What you should do :: Copy out the passage on the hollow-fiber membrane word for word, starting with "A liquid having" and going on through "ca. 30-100° C.".

Text block ::

+-------+

According to the present invention, a porous hollow-fiber membrane of the present invention is obtained in the above-described manner, but it is preferred to subject the membrane to a wetting treatment with a liquid wetting the hollow-fiber membrane of vinylidene fluoride resin. This is because, by the wetting treatment, the water permeability of the hollow-fiber porous membrane of the present invention can be increased remarkably without substantially impairing the characteristics thereof.

A liquid having a surface tension (JIS K6768) smaller than a wet tension of vinylidene fluoride resin may be used as a wetting liquid for the porous membrane of vinylidene fluoride resin. More specifically, the wetting liquid may be selected from alcohols, such as methanol, ethanol and isopropanol, and halogenated hydrocarbons, such as dichloromethane and 1,1,1-trichloroethane and may preferably be a polar solvent having a boiling point of, ca. 30-100° C.

+-------+

Supplied records ::

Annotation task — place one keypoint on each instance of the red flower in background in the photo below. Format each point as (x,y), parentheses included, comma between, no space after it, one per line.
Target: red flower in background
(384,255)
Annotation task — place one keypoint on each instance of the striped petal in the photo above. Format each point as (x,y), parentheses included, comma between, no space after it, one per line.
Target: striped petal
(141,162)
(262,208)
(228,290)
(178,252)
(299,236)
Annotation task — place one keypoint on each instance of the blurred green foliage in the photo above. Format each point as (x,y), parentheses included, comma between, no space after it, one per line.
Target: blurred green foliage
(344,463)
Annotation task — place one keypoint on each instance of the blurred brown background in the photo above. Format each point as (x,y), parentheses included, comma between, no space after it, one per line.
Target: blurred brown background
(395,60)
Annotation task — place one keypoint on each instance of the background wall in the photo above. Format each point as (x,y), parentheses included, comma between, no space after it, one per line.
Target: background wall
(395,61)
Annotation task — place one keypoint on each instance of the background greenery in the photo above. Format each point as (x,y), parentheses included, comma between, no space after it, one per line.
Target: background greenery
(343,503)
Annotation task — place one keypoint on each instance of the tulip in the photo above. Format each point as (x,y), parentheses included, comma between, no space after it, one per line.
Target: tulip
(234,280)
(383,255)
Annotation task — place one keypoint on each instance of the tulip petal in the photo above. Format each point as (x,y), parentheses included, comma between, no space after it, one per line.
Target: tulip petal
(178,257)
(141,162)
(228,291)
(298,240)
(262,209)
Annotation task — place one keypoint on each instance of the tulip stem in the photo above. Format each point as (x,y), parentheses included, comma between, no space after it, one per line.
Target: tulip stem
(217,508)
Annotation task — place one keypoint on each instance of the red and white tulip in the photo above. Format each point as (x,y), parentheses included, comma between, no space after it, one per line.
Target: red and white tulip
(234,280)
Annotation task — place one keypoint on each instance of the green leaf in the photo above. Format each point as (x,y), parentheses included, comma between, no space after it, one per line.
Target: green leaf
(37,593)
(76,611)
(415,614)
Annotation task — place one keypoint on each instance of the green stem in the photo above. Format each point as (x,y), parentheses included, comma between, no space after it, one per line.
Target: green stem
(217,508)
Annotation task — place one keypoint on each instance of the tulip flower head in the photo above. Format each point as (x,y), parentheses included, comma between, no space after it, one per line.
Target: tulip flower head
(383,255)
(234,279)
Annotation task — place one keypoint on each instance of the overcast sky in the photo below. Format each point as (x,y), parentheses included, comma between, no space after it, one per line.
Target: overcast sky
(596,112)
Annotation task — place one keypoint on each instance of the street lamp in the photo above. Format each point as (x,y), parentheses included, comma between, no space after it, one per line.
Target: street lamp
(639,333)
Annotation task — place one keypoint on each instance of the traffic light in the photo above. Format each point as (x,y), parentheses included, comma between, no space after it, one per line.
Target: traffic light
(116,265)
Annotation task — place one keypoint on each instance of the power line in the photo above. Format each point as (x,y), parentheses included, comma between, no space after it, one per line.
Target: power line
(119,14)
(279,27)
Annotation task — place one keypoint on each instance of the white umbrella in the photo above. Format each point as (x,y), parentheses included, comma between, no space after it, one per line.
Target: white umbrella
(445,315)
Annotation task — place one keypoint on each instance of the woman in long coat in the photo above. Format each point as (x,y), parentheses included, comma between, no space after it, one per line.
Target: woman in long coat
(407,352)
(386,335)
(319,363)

+-------+

Solution to this task ::
A liquid having a surface tension (JIS K6768) smaller than a wet tension of vinylidene fluoride resin may be used as a wetting liquid for the porous membrane of vinylidene fluoride resin. More specifically, the wetting liquid may be selected from alcohols, such as methanol, ethanol and isopropanol, and halogenated hydrocarbons, such as dichloromethane and 1,1,1-trichloroethane and may preferably be a polar solvent having a boiling point of, ca. 30-100° C.